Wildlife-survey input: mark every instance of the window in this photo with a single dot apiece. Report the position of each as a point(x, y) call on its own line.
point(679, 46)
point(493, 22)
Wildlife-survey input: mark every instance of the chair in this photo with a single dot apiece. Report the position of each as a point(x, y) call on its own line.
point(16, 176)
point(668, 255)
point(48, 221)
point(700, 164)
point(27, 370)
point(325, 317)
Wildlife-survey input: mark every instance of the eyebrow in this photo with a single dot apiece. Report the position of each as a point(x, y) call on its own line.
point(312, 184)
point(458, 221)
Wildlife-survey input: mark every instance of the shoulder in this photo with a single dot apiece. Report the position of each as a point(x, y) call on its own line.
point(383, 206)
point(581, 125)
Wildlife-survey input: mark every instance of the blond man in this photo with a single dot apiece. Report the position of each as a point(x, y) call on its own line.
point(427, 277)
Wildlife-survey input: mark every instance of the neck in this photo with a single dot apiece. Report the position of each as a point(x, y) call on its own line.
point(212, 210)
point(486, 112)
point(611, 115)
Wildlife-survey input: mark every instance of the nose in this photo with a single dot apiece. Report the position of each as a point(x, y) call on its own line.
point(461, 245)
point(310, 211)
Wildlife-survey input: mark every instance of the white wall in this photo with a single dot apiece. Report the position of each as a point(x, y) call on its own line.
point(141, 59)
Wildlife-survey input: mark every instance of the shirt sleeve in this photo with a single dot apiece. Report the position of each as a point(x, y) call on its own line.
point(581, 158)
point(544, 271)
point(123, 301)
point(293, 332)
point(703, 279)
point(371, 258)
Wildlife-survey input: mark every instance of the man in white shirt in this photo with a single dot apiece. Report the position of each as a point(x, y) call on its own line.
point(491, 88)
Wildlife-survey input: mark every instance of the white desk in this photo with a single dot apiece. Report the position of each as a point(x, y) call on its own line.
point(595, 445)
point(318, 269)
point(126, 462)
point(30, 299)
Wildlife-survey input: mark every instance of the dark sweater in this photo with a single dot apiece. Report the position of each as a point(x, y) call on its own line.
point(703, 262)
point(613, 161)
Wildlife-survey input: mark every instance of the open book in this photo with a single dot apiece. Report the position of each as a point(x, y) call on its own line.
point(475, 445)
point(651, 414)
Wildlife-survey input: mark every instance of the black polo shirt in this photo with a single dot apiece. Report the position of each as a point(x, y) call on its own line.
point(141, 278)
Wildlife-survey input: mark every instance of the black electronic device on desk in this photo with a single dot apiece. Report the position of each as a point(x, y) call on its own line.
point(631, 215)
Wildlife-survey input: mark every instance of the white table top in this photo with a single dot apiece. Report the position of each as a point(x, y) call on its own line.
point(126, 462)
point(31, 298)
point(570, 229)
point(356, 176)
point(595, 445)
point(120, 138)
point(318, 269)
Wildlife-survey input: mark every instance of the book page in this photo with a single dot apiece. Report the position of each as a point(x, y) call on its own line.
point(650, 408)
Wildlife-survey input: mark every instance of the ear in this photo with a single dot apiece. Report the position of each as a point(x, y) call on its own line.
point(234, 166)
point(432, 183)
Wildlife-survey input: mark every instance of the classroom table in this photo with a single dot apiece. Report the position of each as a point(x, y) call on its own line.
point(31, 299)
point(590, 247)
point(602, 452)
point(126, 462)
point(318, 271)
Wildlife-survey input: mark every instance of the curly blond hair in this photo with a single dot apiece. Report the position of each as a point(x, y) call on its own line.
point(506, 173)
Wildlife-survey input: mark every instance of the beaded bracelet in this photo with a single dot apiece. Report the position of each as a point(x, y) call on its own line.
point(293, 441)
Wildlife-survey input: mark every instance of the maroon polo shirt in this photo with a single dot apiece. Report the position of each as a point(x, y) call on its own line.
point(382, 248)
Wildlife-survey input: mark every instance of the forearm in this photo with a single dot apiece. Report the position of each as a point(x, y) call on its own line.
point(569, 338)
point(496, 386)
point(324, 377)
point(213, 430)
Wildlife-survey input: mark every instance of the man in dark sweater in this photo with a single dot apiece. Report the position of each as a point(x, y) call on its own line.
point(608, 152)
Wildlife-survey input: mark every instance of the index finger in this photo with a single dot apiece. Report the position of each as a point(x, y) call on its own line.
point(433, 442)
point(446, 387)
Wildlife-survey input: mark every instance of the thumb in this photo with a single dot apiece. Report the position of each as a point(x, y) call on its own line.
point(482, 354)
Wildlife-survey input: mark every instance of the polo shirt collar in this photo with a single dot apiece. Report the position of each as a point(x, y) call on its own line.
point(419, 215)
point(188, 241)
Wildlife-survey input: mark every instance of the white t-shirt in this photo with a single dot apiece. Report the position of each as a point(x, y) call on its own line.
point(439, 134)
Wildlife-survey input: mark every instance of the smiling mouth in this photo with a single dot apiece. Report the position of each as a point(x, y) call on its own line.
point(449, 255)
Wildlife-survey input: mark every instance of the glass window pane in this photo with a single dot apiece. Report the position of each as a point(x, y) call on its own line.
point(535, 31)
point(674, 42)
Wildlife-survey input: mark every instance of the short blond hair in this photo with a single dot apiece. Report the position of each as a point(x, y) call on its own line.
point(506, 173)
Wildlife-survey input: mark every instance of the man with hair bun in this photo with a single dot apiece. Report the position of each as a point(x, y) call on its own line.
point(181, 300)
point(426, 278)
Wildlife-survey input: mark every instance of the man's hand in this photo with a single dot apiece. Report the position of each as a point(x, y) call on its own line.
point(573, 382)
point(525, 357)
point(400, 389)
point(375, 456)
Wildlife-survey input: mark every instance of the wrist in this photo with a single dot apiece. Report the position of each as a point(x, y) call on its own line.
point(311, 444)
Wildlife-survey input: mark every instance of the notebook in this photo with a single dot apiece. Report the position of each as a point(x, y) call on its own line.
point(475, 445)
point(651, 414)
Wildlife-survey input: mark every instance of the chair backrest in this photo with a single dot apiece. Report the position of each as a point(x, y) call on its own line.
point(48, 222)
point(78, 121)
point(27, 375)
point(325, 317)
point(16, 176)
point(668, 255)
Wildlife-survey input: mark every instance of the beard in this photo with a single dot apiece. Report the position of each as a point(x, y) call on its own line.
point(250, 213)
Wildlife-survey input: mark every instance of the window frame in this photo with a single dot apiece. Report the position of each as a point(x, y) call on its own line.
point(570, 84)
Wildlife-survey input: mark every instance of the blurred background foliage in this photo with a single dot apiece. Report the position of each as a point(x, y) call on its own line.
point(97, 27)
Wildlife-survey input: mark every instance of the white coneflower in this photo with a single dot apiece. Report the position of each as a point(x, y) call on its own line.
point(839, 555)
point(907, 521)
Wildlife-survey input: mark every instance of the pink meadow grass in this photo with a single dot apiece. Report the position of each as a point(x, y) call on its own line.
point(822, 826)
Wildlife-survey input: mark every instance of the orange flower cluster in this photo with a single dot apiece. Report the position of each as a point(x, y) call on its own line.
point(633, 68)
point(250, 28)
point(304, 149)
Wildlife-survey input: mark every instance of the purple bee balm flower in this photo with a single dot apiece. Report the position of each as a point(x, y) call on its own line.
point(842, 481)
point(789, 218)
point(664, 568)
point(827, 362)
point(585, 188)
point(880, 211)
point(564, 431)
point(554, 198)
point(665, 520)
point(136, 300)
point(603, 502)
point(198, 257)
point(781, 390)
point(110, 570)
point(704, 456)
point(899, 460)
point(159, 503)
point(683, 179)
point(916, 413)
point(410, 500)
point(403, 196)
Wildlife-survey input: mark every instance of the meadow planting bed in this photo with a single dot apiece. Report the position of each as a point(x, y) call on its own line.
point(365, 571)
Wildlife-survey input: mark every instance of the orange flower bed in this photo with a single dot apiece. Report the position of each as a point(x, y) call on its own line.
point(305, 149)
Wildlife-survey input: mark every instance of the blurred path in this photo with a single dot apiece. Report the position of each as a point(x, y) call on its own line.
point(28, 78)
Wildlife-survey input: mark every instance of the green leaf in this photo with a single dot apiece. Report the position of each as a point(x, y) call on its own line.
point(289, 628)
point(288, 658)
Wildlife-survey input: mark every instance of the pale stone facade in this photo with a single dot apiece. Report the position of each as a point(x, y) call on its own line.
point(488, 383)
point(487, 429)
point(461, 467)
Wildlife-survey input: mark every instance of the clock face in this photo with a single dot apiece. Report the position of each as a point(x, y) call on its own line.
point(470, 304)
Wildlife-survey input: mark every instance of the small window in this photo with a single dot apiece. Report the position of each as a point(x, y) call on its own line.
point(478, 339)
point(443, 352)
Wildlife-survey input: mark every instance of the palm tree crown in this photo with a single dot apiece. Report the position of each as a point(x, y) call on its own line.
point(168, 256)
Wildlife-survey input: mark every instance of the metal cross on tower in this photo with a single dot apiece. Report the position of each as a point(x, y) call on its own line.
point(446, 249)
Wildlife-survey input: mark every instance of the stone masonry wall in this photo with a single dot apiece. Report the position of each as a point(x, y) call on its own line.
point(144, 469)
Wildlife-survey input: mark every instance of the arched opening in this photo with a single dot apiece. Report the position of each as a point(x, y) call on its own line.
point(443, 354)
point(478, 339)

**GIVEN INSTRUCTION:**
Reproduce, line for line and without change, the part of the listing that opens with the line containing "Wildlife-survey input: mark every instance of the chair backrest" and closes with the line containing "point(250, 213)". Include both of those lines.

**EXERCISE RESULT:**
Wildlife-survey input: mark every instance of the chair backrest in this photo with a single dot apiece. Report the position of each as a point(x, y) call on its own line.
point(48, 222)
point(78, 121)
point(27, 375)
point(325, 317)
point(16, 176)
point(668, 255)
Wildlife-survey input: mark every instance of the beard in this photo with a single dot apiece. Report the position of each as a point(x, y) call on its own line.
point(250, 213)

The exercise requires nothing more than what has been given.